• [Texto original]
☆ ☆ ☆ ☆ ☆ ☆ ☆

Siguiendo mi camino no es una de ellas.

Al menos no del todo, así que trataré de matizar esa afirmación, aunque lo que sí está claro es que es una de esas películas cuya victoria en los Oscars de su año cuesta mucho justificar, teniendo en cuenta que Perdición estaba nominada o que Laura o Salve, héroe victorioso pudieron haberlo estado.

Sin embargo, Siguiendo mi camino no deja de ser una película de Leo McCarey, ese director del que Jean Renoir dijo que era uno de los pocos en Hollywood que de verdad comprendía al ser humano (o el que mejor comprendía al ser humano, según otras fuentes). Y eso es siempre una garantía de que habrá al menos personajes interesantes, lo cual no es poco, y de que habrá algo en esos personajes con lo que, ahora sí, cualquier espectador de cualquier época podrá relacionarse.

La película, eso sí, lo pone difícil. No hay mucha gente hoy día que tenga ganas de sentirse identificado con un par de curas de los años 40, menos aún cuando uno de ellos es un cura de los cantarines y, en cuanto te descuidas, se ha sentado al piano o está enseñando a los niños una tonadilla. Con todo el respeto y cariño por los curas, e incluso por los curas cantarines, digamos que la suya no es la condición con la que la mayoría laica se identifica más rápidamente, no hablemos ya de la mayoría laica carente de aptitudes vocales. Y, sin embargo, cuando una película es buena, podemos identificarnos incluso con el agente de seguros que planea asesinar al marido de su amante para cobrar la (doble) indemnización, luego, en manos de McCarey, podremos también identificarnos con la buena gente interpretada por Bing Crosby y Barry Fitzgerald.

Estos dos actores nos ofrecen la versión eclesiástica del clásico dúo poli bueno-poli malo, convirtiéndolo en cura bueno y cura malo, o “malo”, así entre comillas, porque como mucho es un poco gruñón. La historia, sobre el papel, no parece tener mucho atractivo: el sacerdote joven, apuesto y melodioso es destinado a una parroquia de barrio obrero donde manda un sacerdote ya talludito, algo carca, y con problemas, digamos, de relación con sus feligreses. Un esquema, el de la persona joven dispuesta a renovar estructuras anquilosadas, repetido una y mil veces en contextos muy alejados del que nos ocupa en este film, pero sobre el que el director aplica su mirada humanista y comprensiva, consiguiendo extraer algo valioso y personal.

☆ ☆ ☆ ☆ ☆ ☆ ☆

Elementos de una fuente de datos
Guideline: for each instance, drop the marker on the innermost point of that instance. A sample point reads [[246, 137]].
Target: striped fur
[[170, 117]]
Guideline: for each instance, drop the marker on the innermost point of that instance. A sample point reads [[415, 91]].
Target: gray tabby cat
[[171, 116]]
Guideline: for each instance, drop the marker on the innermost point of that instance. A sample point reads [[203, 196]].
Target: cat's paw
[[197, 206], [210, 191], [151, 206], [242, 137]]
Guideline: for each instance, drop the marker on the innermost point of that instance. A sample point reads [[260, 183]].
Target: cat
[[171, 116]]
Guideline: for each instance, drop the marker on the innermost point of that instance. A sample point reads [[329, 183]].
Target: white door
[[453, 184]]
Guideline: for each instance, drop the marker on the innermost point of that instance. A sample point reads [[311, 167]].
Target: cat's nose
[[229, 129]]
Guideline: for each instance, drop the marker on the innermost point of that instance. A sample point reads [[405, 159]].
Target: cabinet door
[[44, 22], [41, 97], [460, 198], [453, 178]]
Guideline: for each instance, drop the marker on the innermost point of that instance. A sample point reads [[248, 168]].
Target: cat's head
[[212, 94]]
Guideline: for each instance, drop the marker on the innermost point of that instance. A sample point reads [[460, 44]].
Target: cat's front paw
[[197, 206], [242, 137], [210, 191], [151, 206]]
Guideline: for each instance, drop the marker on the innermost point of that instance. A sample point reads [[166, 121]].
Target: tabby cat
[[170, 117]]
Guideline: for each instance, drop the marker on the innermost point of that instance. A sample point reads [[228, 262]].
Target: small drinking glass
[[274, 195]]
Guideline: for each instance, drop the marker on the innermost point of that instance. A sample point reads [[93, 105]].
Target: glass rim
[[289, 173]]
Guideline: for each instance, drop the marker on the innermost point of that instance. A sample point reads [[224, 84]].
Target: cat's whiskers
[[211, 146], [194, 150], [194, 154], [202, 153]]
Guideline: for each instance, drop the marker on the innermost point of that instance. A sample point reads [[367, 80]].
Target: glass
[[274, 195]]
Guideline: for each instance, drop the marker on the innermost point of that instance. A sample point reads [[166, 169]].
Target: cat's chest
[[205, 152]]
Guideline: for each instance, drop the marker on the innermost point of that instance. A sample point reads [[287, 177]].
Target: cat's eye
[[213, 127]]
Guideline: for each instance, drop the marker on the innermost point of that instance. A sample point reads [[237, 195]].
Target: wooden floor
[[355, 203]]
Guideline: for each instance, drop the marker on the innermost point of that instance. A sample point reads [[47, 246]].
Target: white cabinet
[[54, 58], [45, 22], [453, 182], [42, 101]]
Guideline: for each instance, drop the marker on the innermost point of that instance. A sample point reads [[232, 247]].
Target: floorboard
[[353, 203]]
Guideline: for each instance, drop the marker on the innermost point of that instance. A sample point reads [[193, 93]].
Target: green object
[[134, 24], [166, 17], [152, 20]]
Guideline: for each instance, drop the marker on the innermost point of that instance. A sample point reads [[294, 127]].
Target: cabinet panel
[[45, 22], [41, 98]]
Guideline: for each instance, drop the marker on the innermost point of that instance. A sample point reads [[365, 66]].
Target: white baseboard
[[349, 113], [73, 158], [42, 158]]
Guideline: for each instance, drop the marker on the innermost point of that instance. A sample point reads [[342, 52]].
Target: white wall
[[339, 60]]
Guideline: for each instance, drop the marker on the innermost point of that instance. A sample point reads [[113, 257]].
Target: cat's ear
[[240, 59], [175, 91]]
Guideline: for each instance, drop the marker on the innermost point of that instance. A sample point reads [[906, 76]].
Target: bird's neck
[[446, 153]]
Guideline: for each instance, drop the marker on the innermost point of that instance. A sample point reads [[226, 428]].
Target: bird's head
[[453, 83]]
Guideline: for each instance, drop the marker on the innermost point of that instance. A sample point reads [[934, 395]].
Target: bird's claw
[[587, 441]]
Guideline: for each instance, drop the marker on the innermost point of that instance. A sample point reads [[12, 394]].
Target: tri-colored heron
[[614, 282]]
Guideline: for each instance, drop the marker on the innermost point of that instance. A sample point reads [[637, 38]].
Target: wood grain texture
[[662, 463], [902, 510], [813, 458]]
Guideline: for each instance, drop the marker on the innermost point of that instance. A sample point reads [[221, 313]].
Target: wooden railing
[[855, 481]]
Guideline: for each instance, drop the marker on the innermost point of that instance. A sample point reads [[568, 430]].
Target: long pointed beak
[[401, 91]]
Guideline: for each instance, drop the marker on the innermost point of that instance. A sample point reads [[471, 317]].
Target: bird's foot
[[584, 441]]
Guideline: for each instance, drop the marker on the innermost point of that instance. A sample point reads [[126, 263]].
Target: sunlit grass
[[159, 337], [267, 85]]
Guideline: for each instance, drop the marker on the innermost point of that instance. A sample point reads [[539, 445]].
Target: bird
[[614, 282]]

☆ ☆ ☆ ☆ ☆ ☆ ☆

• [Ejercicios propuestos]
1. Presenta como lista JSON de cadenas, una por línea y sin las líneas en blanco, el tramo del listado que va desde la línea que contiene "reads [[311, 167]]." hasta la que contiene "[[212, 94]]", ambas incluidas.
2. Prolonga la reseña de Siguiendo mi camino a partir de su última frase.
El listado no guarda ninguna relación con la reseña de Siguiendo mi camino.

• [Respuestas esperadas]
1.
[
  "Guideline: for each instance, drop the marker on the innermost point of that instance. A sample point reads [[311, 167]].",
  "Target: cat's nose",
  "[[229, 129]]",
  "Guideline: for each instance, drop the marker on the innermost point of that instance. A sample point reads [[405, 159]].",
  "Target: cabinet door",
  "[[44, 22], [41, 97], [460, 198], [453, 178]]",
  "Guideline: for each instance, drop the marker on the innermost point of that instance. A sample point reads [[248, 168]].",
  "Target: cat's head",
  "[[212, 94]]"
]

2.
Para empezar, McCarey, como su contemporáneo Frank Capra, y pese al miedo paranoide del que haría gala en los años 50 filmando propaganda anticomunista, muestra su preocupación por la situación económica de las clases trabajadoras tras la crisis de 1929, que además sufrió la penuria de una guerra justo cuando empezaba a levantar cabeza tras la década de los 30. Una de las muchas cosas que aleja a esta historia de la Pollyana que podría parecer por su sinopsis es que McCarey, consciente y voluntariamente, no se centra en los problemas sentimentales de padres e hijos ricos o acomodados, ni tampoco, siquiera, en las distintas formas de entender la fe de los dos protagonistas: el principal hilo argumental de la película es la solución de sucesivos problemas bien claramente materiales: el desahucio de un vecino, la huida de su casa de una joven, el deterioro de las instalaciones de la parroquia por falta de dinero (instalaciones pobres y claramente puestas al servicio de la comunidad) o, sobre todo, los coqueteos con la delincuencia de los más jóvenes del barrio. Obviamente, como estamos en los años 40 en Estados Unidos, la solución a estos problemas no pasa por la rebelión de las masas, sino por el utópico buenismo colectivo que también vemos en el cine de Capra, pero aun así, el hecho de que la situación económica del barrio sea tan central, y de que esté presente un claro espíritu de denuncia y solidaridad, hacen que la película se siente sincera e incluso relevante.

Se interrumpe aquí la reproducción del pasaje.